%%

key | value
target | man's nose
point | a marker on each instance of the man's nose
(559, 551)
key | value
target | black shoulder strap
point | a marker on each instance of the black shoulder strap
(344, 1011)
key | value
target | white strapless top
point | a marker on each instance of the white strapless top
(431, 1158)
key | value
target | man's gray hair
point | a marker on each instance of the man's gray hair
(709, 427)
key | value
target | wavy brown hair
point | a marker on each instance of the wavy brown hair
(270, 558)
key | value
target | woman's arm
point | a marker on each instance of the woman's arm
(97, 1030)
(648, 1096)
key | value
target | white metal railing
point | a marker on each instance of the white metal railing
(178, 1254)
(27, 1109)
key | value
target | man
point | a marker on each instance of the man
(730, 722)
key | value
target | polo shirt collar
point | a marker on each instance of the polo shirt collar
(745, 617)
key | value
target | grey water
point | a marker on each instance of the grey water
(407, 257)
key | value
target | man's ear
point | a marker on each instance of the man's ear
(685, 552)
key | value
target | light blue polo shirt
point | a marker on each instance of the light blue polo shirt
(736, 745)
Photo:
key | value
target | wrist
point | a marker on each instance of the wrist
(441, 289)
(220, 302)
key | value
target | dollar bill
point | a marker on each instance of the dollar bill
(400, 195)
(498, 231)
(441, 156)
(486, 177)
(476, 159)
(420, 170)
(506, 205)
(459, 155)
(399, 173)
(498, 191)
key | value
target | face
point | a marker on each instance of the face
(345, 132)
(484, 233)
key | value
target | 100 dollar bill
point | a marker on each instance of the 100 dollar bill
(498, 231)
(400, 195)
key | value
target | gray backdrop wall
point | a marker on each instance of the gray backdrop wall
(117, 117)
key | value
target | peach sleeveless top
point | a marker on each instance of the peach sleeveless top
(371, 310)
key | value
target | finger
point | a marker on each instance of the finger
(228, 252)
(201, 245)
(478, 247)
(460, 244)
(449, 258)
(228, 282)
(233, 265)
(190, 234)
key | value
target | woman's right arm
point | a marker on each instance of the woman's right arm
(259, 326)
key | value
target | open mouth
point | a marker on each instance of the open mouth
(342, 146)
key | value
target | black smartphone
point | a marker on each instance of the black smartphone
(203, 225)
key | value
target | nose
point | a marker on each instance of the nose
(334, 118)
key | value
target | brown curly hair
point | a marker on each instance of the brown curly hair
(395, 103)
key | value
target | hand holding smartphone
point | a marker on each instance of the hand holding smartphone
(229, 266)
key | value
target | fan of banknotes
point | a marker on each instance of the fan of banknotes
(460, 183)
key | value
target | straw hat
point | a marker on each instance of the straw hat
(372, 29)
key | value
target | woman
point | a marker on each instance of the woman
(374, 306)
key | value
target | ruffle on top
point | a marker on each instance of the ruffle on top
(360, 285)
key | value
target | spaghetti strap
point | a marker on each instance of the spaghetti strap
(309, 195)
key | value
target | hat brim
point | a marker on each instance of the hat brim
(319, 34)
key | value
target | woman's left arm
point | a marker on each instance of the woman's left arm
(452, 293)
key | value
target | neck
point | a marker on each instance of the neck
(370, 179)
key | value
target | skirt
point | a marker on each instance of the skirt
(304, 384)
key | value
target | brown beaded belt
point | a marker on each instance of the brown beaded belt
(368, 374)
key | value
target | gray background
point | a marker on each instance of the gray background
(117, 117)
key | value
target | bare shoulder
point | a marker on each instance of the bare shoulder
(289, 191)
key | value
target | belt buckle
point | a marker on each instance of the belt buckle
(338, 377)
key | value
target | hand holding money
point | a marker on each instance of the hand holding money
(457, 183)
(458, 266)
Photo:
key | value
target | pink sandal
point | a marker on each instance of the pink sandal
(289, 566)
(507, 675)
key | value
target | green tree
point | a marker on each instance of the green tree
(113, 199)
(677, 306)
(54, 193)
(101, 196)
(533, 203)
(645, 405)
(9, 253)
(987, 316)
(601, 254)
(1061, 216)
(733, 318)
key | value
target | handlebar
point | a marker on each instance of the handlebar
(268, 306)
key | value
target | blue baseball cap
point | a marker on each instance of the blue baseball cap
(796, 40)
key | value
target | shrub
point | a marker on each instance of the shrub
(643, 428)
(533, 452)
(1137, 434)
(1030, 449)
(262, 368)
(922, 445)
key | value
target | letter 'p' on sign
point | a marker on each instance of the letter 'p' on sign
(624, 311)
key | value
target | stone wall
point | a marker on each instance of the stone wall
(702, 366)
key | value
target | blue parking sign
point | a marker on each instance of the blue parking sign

%%

Your task:
Every entry needs to be retyped exactly.

Written solution:
key | value
target | man's nose
point | a marker on each instance of the man's nose
(559, 551)
key | value
target | black shoulder strap
point | a marker on each instance of the black shoulder strap
(344, 1011)
key | value
target | white strapless top
point | a marker on each instance of the white strapless top
(431, 1158)
key | value
target | man's gray hair
point | a marker on each instance of the man's gray hair
(709, 427)
key | value
target | wavy brown hair
point | a marker on each instance of the wavy brown hair
(270, 558)
key | value
target | woman's arm
point | a marker on each instance of the woman's arm
(97, 1030)
(648, 1096)
key | value
target | white metal railing
point | a marker on each instance of the white metal railing
(178, 1254)
(27, 1109)
key | value
target | man
point | a marker on each instance of the man
(730, 722)
key | value
target | polo shirt collar
point | a marker on each instance of the polo shirt collar
(745, 617)
key | value
target | grey water
point | a marker on each instance of the grey water
(407, 257)
key | value
target | man's ear
point | a marker on each instance of the man's ear
(685, 552)
key | value
target | light blue polo shirt
point | a marker on each instance of the light blue polo shirt
(736, 745)
Photo:
key | value
target | wrist
point | a marker on each instance of the wrist
(441, 289)
(220, 302)
key | value
target | dollar bill
point | a marker on each instance of the dollar bill
(400, 195)
(498, 231)
(441, 156)
(486, 177)
(476, 159)
(420, 170)
(506, 205)
(459, 155)
(399, 173)
(498, 191)
key | value
target | face
point | a marker on each instance of the face
(345, 132)
(484, 233)
key | value
target | 100 dollar bill
point | a marker on each instance of the 100 dollar bill
(498, 231)
(400, 195)
key | value
target | gray backdrop wall
point | a marker on each instance of the gray backdrop wall
(117, 117)
key | value
target | peach sleeveless top
point | a marker on each instance of the peach sleeveless top
(371, 310)
key | value
target | finger
point | a marker on each instance of the finger
(228, 252)
(201, 245)
(478, 247)
(460, 244)
(449, 258)
(228, 282)
(233, 265)
(190, 234)
key | value
target | woman's right arm
point | a marker on each instance of the woman's right arm
(259, 326)
key | value
target | open mouth
point | a marker on each instance of the open mouth
(342, 146)
key | value
target | black smartphone
point | a marker on each instance of the black smartphone
(203, 225)
key | value
target | nose
point | a marker on each instance of the nose
(334, 118)
key | value
target | brown curly hair
point | a marker on each instance of the brown curly hair
(395, 103)
key | value
target | hand holding smartphone
point | a marker on each instance of the hand holding smartphone
(229, 266)
key | value
target | fan of banknotes
point | a marker on each instance of the fan of banknotes
(460, 183)
key | value
target | straw hat
point | a marker on each instance of the straw hat
(372, 29)
key | value
target | woman
point | a marker on each instance of the woman
(374, 306)
key | value
target | ruffle on top
point | a marker on each instance of the ruffle on top
(360, 285)
key | value
target | spaghetti strap
point | a marker on each instance of the spaghetti strap
(309, 195)
key | value
target | hat brim
point | a marker on each instance of the hat brim
(319, 34)
key | value
target | woman's left arm
point | a marker on each instance of the woman's left arm
(452, 293)
key | value
target | neck
point | a marker on each instance of the neck
(370, 179)
key | value
target | skirt
point | a marker on each instance of the skirt
(304, 384)
key | value
target | brown beaded belt
point | a marker on each instance of the brown beaded belt
(368, 374)
key | value
target | gray background
point | a marker on each instance of the gray background
(117, 117)
key | value
target | bare shoulder
point | a marker on each instance of the bare shoulder
(289, 191)
key | value
target | belt buckle
point | a marker on each instance of the belt buckle
(338, 377)
key | value
target | hand holding money
point | a marker on each instance of the hand holding money
(457, 183)
(458, 266)
Photo:
key | value
target | pink sandal
point | a marker on each instance of the pink sandal
(289, 566)
(507, 675)
key | value
target | green tree
point | a marker on each instance of the green tree
(113, 199)
(677, 306)
(54, 193)
(101, 196)
(533, 203)
(645, 405)
(9, 253)
(987, 316)
(601, 254)
(1061, 216)
(733, 318)
key | value
target | handlebar
point | a marker on each instance of the handlebar
(268, 306)
key | value
target | blue baseball cap
point | a marker on each instance of the blue baseball cap
(796, 40)
key | value
target | shrub
point | a marker on each instance of the shrub
(643, 428)
(533, 452)
(1137, 434)
(1030, 449)
(262, 368)
(922, 445)
key | value
target | letter 'p' on sign
point | a marker on each instance of the letter 'p' on sign
(624, 311)
key | value
target | stone wall
point | a marker on each instance of the stone wall
(702, 366)
key | value
target | blue parking sign
point | a marker on each instance of the blue parking sign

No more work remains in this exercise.